This exercise asks for a copy of each line in the records below with the word "target" in it.

■ MATERIAL TO PROCESS ■

::::::::::

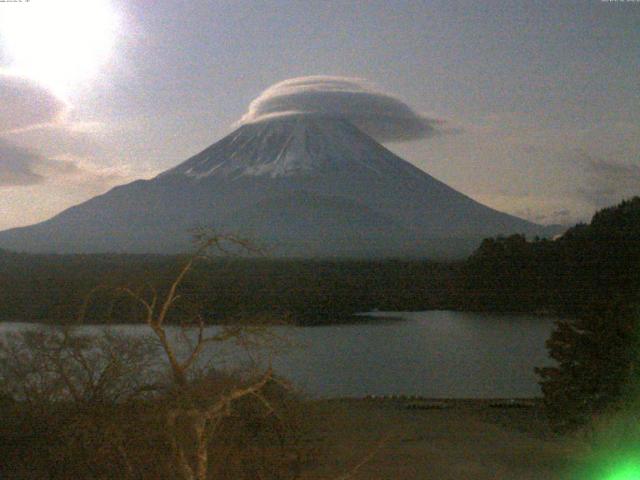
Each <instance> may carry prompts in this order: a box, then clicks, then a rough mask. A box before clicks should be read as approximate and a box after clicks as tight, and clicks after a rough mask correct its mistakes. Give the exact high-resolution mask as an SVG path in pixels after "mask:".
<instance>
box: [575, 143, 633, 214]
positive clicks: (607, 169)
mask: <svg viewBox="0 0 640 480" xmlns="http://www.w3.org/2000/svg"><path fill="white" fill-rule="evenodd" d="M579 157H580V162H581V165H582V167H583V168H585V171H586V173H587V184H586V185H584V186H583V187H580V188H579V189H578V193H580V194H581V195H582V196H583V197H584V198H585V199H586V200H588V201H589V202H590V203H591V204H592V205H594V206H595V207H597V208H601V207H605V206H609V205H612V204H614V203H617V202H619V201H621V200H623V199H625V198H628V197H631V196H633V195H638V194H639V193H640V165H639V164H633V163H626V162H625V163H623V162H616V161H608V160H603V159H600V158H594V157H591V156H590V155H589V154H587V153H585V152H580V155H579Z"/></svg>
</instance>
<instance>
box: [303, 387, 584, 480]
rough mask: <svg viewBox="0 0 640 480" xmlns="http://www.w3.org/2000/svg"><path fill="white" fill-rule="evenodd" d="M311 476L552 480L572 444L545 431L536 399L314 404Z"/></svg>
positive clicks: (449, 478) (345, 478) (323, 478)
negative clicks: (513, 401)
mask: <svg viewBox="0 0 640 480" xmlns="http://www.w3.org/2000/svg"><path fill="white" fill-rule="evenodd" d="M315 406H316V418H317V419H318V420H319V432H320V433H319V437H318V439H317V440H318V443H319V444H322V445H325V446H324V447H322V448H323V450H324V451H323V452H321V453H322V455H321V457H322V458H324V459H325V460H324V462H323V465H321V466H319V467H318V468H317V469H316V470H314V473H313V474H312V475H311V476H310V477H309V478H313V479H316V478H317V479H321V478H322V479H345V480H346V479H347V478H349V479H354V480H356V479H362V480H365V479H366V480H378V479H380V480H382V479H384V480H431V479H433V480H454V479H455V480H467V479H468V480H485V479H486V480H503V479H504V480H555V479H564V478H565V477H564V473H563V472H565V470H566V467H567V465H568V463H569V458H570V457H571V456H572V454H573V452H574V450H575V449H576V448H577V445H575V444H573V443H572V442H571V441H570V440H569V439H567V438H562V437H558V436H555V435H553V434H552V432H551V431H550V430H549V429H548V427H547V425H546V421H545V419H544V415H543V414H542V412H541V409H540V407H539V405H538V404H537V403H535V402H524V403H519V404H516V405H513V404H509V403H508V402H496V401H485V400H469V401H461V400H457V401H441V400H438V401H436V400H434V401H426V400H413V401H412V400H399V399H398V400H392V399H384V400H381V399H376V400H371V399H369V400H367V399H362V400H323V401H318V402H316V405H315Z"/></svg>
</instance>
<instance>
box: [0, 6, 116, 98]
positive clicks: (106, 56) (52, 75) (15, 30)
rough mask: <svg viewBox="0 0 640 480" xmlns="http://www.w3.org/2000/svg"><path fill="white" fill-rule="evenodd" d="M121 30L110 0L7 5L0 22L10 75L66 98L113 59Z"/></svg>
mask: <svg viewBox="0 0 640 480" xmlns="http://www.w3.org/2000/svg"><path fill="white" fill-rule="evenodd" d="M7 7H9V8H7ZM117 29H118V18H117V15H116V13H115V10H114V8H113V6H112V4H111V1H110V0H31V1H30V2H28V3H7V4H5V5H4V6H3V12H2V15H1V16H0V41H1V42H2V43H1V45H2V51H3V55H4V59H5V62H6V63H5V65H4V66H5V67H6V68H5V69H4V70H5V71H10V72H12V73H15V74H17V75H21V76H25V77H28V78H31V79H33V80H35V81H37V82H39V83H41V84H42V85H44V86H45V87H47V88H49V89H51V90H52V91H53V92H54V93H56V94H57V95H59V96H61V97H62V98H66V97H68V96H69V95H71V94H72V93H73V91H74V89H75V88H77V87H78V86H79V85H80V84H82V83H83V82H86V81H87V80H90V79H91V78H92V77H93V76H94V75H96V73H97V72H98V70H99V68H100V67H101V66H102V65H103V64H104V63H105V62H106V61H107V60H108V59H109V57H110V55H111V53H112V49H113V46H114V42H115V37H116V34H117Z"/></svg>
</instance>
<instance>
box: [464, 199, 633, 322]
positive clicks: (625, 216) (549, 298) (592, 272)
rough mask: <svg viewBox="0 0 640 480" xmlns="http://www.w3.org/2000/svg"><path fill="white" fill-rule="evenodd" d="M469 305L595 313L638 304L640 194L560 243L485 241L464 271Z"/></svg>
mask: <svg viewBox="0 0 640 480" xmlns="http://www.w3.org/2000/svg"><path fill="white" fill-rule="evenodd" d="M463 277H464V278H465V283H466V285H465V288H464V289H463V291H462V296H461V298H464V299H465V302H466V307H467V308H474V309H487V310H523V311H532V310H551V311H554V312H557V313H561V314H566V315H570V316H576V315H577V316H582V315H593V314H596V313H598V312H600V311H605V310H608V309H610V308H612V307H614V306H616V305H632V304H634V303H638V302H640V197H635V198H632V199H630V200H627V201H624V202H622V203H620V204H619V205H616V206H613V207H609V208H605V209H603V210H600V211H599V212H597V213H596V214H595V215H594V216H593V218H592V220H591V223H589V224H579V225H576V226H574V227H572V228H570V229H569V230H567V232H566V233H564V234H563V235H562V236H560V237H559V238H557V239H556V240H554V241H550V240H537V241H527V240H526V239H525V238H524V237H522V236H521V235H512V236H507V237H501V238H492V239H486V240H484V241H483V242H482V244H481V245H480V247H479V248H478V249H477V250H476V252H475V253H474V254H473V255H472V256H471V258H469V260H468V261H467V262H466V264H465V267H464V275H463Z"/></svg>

::::::::::

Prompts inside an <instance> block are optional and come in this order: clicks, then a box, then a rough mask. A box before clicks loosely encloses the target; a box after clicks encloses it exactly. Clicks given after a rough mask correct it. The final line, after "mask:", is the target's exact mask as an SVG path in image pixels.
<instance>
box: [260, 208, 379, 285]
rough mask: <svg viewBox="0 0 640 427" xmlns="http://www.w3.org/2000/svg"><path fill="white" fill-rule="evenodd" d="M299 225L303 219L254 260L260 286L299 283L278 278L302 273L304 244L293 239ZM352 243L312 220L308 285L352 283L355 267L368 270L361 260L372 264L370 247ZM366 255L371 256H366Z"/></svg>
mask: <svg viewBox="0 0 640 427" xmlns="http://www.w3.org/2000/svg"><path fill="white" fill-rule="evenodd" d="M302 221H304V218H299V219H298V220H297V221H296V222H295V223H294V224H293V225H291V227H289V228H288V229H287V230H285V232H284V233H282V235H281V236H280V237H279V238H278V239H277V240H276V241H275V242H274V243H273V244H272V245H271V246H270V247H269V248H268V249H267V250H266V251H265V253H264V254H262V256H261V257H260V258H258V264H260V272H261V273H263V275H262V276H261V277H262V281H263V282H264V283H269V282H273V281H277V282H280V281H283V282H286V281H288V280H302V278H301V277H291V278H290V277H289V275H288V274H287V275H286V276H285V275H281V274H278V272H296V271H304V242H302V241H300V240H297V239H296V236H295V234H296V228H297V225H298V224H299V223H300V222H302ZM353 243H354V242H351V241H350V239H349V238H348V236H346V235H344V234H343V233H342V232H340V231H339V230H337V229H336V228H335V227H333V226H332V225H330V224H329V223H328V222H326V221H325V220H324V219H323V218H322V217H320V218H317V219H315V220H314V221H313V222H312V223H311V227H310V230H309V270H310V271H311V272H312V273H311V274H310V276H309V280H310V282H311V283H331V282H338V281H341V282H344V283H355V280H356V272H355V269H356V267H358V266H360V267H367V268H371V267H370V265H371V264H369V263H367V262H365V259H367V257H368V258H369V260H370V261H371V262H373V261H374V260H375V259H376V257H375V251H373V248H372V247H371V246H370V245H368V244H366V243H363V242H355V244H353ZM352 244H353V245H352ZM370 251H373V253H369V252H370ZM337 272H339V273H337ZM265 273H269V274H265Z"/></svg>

::::::::::

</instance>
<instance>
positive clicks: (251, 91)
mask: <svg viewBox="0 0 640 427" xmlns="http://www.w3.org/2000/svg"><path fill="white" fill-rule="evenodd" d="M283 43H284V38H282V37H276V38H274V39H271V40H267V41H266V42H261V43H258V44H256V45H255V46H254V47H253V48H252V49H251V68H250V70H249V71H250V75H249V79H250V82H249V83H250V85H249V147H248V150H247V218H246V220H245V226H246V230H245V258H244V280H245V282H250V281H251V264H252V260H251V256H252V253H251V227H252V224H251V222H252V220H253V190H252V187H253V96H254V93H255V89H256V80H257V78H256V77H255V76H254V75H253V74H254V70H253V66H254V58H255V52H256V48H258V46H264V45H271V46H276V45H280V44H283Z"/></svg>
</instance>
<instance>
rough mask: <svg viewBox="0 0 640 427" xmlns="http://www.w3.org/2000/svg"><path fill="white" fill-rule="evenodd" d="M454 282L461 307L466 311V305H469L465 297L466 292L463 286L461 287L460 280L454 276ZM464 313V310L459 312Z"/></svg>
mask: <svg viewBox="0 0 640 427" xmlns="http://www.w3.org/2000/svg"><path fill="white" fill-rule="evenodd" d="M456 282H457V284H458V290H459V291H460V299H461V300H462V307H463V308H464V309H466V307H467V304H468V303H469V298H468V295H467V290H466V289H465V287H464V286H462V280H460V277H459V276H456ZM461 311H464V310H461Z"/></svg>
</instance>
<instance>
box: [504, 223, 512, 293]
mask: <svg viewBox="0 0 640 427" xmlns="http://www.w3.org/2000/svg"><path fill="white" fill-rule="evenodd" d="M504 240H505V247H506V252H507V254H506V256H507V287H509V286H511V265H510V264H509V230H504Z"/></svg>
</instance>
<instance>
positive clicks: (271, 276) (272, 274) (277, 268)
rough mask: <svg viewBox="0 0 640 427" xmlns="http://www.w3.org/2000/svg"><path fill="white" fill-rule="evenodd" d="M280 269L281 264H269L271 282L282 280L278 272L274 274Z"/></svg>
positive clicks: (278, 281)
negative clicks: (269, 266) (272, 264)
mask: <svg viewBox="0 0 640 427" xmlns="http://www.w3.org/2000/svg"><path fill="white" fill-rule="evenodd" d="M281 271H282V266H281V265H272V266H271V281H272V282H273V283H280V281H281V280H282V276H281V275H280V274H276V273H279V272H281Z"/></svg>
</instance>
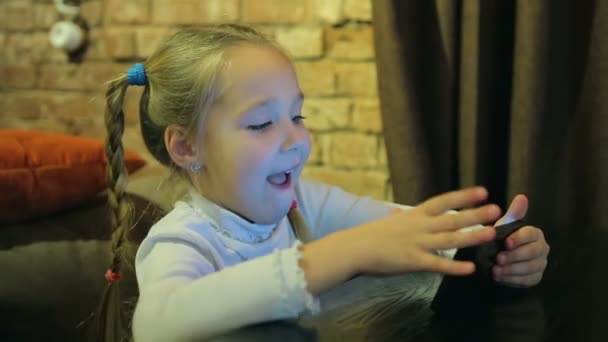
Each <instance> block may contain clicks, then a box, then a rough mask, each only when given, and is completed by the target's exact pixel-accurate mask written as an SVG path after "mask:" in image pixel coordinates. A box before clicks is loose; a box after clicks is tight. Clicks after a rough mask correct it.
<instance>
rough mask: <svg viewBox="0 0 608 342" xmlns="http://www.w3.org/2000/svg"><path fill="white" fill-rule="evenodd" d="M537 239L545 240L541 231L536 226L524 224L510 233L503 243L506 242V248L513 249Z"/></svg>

::::::::::

■ SOLUTION FOR THIS PROBLEM ■
Prompts inside an <instance> block are optional and come in this order: clicks, then a box, then a rough mask. A box before clicks loosely encloses the target; a box after clicks encloses it exactly. Clicks given after a rough mask correct it. The final line, after "mask:", is the target's exact mask as an SVG path in image pixels.
Each <instance> block may contain clicks, then a box, then a rough mask, each only when given, and is completed by the target's exact pixel-accurate mask written as an SVG path after "mask:" in image pixel coordinates. A box before clicks is loose; a box after clicks is tight. Clicks after a rough mask correct it.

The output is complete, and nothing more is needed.